=== Textauszug ===

# Marbella Connection - Staatsanwalt im Abseits



## Aka-Aka (5 Januar 2009)

Die Firmenbestatter von der Marbella-Connection wären wohl nie zur Rechenschaft gezogen worden, hätte sich nicht ein Staatsanwalt aus Gera in den Fall verbissen.

Als der Kopf der Marbella-Connection vor Gericht stand, hat der Richter die Verlesung der Anklageschrift unterbrechen lassen, dies sei "alles viel zu kompliziert". Man einigte sich auf einen Deal mit dem Angeklagten.

Der Staatsanwalt, ein Experte auf dem Gebiet der Firmenbestattungen, wurde versetzt und darf nun Schnickschnack bearbeiten.

Deutschland 2009 - ein realsatirisches Stück...
http://www.spiegel.de/spiegel/0,1518,598487,00.html

Merke: Konzipiere eine Straftat so kompliziert, dass die Ermittler viel Arbeit haben und es den Richter überfordert, dann ist Dir eine milde Strafe sicher.

=== Auszug Datensätze ===

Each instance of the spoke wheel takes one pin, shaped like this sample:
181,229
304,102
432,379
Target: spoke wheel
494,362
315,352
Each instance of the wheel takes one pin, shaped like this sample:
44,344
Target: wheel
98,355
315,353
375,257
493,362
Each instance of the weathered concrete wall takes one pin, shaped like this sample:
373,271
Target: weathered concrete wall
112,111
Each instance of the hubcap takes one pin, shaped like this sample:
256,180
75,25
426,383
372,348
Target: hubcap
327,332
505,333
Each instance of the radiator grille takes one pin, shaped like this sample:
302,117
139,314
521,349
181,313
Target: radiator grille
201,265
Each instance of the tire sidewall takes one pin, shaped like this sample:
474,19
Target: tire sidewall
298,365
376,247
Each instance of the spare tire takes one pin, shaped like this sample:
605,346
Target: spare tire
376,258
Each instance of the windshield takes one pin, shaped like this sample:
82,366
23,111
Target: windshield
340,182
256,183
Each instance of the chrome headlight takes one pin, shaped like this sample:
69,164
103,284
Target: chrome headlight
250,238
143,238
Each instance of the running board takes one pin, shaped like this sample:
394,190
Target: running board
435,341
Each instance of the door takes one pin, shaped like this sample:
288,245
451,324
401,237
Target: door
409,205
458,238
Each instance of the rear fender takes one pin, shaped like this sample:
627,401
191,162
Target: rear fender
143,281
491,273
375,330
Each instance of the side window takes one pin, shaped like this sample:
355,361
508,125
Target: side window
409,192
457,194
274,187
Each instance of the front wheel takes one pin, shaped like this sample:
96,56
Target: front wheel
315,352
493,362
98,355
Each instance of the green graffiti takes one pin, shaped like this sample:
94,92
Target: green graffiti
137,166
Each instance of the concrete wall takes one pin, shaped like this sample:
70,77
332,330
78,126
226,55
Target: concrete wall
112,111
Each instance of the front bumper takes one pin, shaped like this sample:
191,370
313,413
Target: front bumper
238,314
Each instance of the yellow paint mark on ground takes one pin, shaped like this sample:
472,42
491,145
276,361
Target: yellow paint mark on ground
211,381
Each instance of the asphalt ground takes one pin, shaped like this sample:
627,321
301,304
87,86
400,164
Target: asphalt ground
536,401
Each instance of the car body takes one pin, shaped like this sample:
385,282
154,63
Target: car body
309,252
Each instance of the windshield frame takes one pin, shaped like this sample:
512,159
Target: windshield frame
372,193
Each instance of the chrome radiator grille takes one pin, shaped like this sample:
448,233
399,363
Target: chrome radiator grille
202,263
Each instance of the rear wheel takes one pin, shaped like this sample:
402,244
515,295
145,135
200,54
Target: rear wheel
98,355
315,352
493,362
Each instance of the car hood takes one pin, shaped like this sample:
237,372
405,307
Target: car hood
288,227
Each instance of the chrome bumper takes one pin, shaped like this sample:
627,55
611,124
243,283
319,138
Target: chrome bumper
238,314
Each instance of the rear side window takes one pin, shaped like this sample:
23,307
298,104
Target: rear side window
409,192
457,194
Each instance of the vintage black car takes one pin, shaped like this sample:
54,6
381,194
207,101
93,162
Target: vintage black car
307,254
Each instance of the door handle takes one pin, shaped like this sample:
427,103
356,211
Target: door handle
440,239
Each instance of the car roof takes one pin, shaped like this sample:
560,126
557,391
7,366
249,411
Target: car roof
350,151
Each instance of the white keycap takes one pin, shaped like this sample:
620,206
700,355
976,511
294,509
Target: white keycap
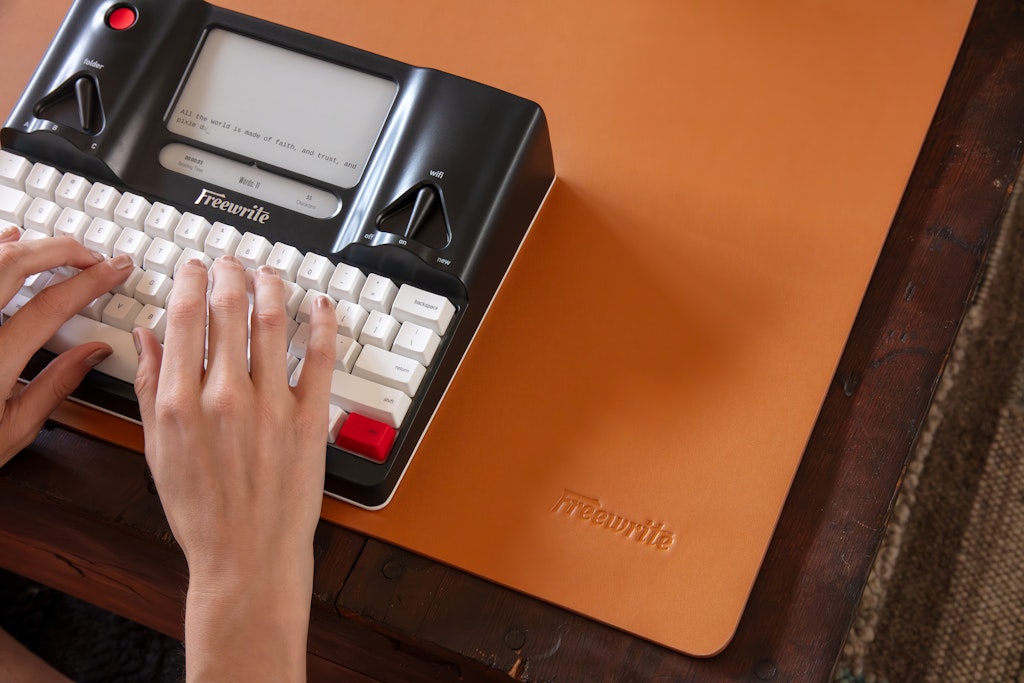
72,190
294,295
42,215
389,369
222,240
36,235
346,349
300,340
101,201
189,254
314,272
154,288
73,223
42,181
417,343
285,259
380,330
346,283
351,316
13,169
307,305
13,204
35,283
14,305
192,231
121,311
253,250
153,318
161,221
378,293
335,419
132,211
134,243
123,364
94,309
162,256
355,394
100,236
291,364
128,286
430,310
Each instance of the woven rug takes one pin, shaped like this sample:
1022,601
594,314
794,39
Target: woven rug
945,598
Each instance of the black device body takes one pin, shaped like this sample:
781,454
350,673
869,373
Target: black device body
99,104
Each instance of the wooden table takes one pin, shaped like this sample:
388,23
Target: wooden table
83,516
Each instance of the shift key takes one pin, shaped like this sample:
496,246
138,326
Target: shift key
354,394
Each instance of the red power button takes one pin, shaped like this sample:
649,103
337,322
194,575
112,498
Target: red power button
122,17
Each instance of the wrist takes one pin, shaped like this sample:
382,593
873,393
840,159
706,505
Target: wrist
248,626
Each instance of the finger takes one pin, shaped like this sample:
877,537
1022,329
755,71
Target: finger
228,319
28,411
147,377
20,259
313,387
267,347
31,327
181,369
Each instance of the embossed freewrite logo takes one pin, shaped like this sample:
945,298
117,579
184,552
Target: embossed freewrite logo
592,512
218,201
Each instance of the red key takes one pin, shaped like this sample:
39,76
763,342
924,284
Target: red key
366,436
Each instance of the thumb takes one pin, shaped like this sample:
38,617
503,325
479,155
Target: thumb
27,412
151,354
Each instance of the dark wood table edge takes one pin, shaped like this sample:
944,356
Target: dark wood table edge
81,516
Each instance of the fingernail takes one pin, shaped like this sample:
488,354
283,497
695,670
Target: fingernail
122,262
97,356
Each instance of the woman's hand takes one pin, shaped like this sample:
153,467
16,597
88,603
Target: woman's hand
238,458
22,415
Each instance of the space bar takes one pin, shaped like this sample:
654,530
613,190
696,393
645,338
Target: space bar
122,364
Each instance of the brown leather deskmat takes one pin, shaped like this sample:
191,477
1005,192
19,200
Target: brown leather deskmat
635,407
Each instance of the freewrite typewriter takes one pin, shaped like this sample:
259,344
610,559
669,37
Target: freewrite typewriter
172,130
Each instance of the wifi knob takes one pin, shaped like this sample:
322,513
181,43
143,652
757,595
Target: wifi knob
419,215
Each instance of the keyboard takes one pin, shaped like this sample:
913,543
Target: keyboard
390,333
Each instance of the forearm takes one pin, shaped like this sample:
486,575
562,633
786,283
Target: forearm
248,631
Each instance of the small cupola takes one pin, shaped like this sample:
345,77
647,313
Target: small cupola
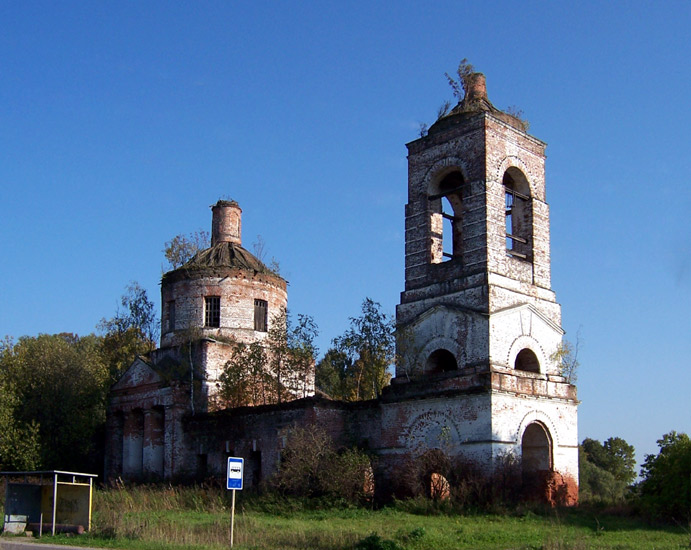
226,224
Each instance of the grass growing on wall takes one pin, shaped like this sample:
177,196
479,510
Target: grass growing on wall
199,518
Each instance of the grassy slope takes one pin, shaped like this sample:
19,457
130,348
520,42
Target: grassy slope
171,518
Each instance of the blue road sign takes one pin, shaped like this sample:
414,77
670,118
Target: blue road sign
236,467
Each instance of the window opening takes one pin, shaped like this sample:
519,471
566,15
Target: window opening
526,360
517,218
446,218
212,311
171,316
260,315
441,360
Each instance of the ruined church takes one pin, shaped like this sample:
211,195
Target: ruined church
477,324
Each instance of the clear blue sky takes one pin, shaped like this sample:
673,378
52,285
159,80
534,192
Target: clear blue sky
121,122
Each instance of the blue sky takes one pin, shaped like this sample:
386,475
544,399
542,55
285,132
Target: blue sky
121,122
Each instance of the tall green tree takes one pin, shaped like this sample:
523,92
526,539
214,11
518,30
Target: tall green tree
19,443
245,379
132,331
61,383
666,486
614,455
357,365
606,470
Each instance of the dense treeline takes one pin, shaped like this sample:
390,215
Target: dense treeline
53,388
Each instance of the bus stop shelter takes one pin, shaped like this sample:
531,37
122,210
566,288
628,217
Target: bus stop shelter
48,500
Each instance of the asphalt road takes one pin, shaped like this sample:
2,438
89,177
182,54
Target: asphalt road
21,544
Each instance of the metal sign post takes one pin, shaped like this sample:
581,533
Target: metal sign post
236,467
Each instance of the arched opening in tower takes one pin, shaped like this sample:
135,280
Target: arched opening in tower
527,361
519,214
441,360
536,447
447,211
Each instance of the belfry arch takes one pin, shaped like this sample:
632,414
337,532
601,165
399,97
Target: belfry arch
446,217
519,214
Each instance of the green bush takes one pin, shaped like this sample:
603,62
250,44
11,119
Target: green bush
312,466
666,487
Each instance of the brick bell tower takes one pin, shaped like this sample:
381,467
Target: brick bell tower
478,312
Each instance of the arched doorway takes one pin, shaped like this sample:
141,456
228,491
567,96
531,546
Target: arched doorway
536,462
441,360
536,448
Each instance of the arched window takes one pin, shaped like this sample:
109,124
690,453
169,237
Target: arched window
526,360
445,220
519,214
441,360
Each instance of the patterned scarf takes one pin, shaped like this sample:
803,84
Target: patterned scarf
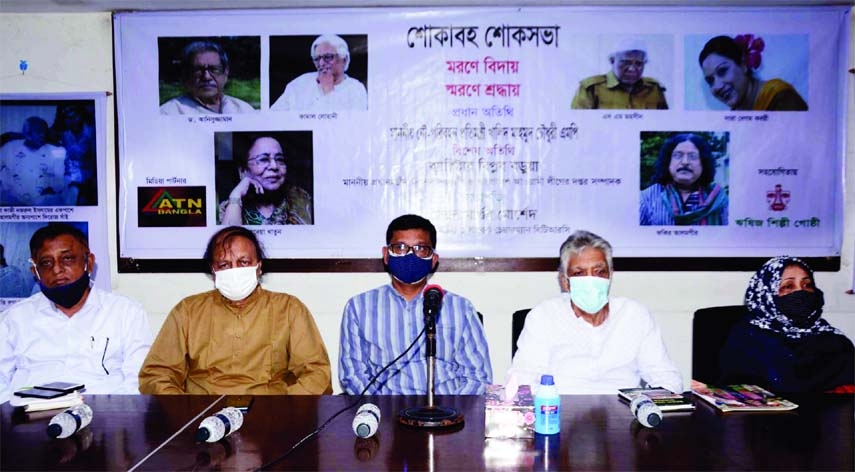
760,301
707,210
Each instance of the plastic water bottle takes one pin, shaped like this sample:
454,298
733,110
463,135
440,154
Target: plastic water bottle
70,421
646,411
547,407
366,421
216,427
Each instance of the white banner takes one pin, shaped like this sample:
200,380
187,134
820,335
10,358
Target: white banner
507,127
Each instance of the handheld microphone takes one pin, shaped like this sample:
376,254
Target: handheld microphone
647,412
432,300
366,421
216,427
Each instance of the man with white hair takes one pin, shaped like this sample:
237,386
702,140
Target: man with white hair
329,88
623,87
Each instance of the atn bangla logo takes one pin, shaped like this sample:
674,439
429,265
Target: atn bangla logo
163,203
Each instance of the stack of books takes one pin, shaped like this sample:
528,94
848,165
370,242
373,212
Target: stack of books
741,398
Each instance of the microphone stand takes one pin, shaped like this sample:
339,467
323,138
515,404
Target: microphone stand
430,416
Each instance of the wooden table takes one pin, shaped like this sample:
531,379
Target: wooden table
597,433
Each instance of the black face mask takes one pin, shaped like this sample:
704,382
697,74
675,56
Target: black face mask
801,306
69,294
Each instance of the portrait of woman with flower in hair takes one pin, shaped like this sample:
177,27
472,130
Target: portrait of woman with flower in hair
731,66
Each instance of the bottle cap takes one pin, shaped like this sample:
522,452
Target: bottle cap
653,419
202,435
54,430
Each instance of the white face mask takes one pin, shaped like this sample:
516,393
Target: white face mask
237,283
589,293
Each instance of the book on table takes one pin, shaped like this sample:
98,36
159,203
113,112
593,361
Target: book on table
742,397
665,399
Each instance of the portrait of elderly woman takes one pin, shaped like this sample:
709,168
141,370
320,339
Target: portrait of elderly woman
328,87
683,188
783,344
589,341
731,68
264,191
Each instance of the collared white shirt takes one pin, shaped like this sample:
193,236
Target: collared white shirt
626,349
186,105
304,93
101,346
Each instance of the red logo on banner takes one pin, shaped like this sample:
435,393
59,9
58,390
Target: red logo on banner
778,199
171,206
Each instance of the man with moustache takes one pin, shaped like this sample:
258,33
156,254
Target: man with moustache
379,325
205,71
71,331
624,86
684,191
240,338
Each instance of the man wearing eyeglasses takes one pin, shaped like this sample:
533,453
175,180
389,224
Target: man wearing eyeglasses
624,86
71,331
378,325
329,88
684,190
205,71
262,197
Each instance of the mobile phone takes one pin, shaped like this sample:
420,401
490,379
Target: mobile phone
64,387
38,393
241,402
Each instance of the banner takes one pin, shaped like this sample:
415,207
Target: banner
672,132
52,169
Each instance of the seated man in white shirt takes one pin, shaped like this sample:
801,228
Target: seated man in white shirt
589,342
71,331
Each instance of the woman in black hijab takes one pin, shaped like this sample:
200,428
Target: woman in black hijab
784,344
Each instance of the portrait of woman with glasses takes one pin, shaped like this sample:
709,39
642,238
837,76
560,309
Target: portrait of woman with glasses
264,194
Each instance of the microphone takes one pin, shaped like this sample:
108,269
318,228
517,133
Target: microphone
216,427
431,416
647,412
432,300
366,421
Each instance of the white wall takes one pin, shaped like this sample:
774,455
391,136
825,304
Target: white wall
73,53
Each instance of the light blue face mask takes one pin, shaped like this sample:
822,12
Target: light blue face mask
590,294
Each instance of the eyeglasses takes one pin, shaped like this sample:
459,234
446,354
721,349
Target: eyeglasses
624,63
266,160
225,265
325,57
402,249
66,261
690,156
213,70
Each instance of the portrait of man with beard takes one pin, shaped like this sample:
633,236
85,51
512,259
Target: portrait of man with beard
684,188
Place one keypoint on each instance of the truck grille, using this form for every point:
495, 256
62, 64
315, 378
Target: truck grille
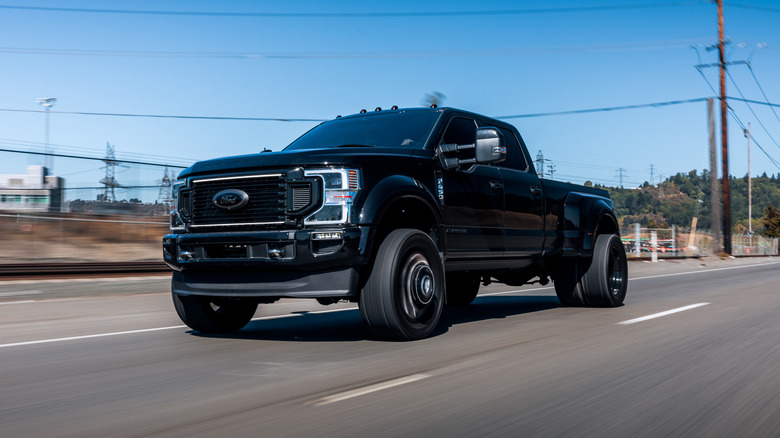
266, 206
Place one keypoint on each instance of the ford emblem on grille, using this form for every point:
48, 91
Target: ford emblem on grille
230, 199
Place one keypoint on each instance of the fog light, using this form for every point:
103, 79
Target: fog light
329, 235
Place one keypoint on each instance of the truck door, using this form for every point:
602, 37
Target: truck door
473, 200
523, 201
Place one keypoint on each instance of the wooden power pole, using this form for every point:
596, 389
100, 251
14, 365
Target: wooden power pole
724, 134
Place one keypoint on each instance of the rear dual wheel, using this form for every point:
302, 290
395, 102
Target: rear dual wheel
601, 281
404, 294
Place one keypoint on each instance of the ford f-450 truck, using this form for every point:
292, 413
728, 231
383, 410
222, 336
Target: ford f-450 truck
402, 211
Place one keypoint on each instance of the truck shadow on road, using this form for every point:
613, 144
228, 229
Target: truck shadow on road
347, 325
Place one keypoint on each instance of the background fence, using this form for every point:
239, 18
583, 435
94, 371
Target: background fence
681, 242
66, 238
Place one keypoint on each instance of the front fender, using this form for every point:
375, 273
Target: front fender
583, 214
391, 189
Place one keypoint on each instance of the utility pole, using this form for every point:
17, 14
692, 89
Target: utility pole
540, 164
47, 103
724, 140
714, 194
750, 186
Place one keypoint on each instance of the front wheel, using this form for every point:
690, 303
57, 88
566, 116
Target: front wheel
601, 281
606, 280
404, 294
214, 314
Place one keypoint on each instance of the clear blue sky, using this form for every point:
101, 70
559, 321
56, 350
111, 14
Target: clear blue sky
315, 60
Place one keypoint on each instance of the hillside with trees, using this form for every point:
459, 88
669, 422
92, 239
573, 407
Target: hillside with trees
681, 197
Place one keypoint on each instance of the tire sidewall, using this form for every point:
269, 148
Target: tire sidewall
382, 301
609, 258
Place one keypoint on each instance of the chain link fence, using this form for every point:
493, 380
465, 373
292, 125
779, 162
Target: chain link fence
69, 238
683, 242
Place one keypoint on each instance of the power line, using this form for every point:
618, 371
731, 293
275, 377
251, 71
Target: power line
613, 108
750, 68
80, 150
91, 158
283, 119
757, 8
160, 116
357, 14
751, 109
755, 142
482, 52
757, 102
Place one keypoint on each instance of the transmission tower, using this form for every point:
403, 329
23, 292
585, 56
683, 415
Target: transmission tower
165, 187
621, 171
109, 181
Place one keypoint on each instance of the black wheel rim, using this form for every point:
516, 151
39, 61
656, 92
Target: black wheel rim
615, 271
418, 284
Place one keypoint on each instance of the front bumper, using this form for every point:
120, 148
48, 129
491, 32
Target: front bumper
296, 263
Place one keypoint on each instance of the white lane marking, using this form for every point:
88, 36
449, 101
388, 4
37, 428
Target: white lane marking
155, 329
704, 271
514, 291
100, 335
163, 276
636, 278
17, 302
369, 389
660, 314
21, 292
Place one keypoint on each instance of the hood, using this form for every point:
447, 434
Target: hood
298, 158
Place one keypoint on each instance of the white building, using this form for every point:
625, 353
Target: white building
33, 192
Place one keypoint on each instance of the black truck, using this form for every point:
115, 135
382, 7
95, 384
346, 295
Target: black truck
402, 211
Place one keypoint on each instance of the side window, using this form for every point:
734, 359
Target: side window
460, 131
515, 159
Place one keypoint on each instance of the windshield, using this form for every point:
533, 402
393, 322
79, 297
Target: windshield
408, 129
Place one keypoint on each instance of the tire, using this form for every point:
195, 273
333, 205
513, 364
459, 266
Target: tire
404, 295
601, 281
567, 283
214, 314
462, 288
605, 281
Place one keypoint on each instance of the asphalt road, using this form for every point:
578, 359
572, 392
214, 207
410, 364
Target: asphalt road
695, 352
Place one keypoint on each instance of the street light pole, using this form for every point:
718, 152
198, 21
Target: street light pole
47, 103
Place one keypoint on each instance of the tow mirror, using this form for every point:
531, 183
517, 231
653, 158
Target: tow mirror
490, 146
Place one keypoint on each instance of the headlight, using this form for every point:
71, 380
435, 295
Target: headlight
177, 224
340, 187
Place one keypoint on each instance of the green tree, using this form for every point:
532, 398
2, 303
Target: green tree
772, 222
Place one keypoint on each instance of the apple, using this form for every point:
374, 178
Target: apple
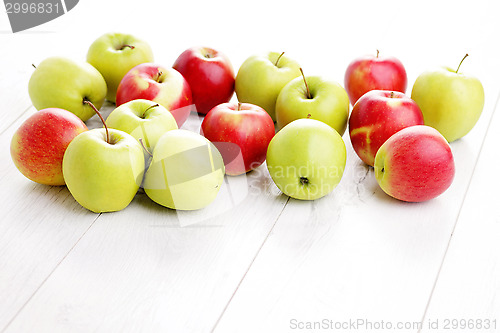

===

> _Deine Aufgaben_:
#1 Prüfe, ob diese Aussagen zum Beitrag über die Marbella-Connection stimmen, und belege jedes Ja oder Nein mit den entscheidenden Worten des Beitrags: (a) Der Richter ließ die Verlesung der Anklageschrift unterbrechen. (b) Der Staatsanwalt kam aus München. (c) Der Staatsanwalt wurde nach dem Verfahren befördert.
#2 Setze den Beitrag über die Marbella-Connection hinter seinem letzten Satz fort.

> _Lösungen_:
#1
(a) Ja: „hat der Richter die Verlesung der Anklageschrift unterbrechen lassen“
(b) Nein: „ein Staatsanwalt aus Gera“
(c) Nein: „wurde versetzt und darf nun Schnickschnack bearbeiten“

#2
In meinem nächsten Leben werde ich Chaosberater für Kriminelle...

PS: Im Spiegelartikel wird der Name des Angeklagten genannt: E*
Hier gibt es ein Posting aus 2004 (!), in dem dies schon erwähnt wird
http://www.teltarif.de/forum/x-mobilfunk/3520-4.html

Übrigens war es ein gewisser N*P* von Plusminus, der das Thema für den Fernsehzuschauer aufgearbeitet hat:
http://www.kr8.de/chronik/ar01s08s24.html

Der nannte auch einen gewissen Dänen "Pate des Dialerbetrugs", der ebenfalls wegen einer zu ausführlichen Anklageschrift dem Gefängnis entgangen ist, seinerzeit...
Ach ja übrigens:


			
				plusminus schrieb:
			
		

> Mehrere Staatsanwaltschaften (ermitteln), unter anderem in München und in Hamburg


:stumm:


----------



## Antiscammer (7 Januar 2009)

*AW: Marbella Connection - Staatsanwalt im Abseits*

Ich wiederhole mich mal wieder, aber auch das ist ein Beispiel dafür, dass die deutsche Justiz der Wirtschaftskriminalität zwar nicht tatenlos, aber relativ hilflos und mit fehlendem Biss gegenübersteht. In den USA z.B. würden solche "Firmenbestatter" längst nicht so glimpflich davonkommen.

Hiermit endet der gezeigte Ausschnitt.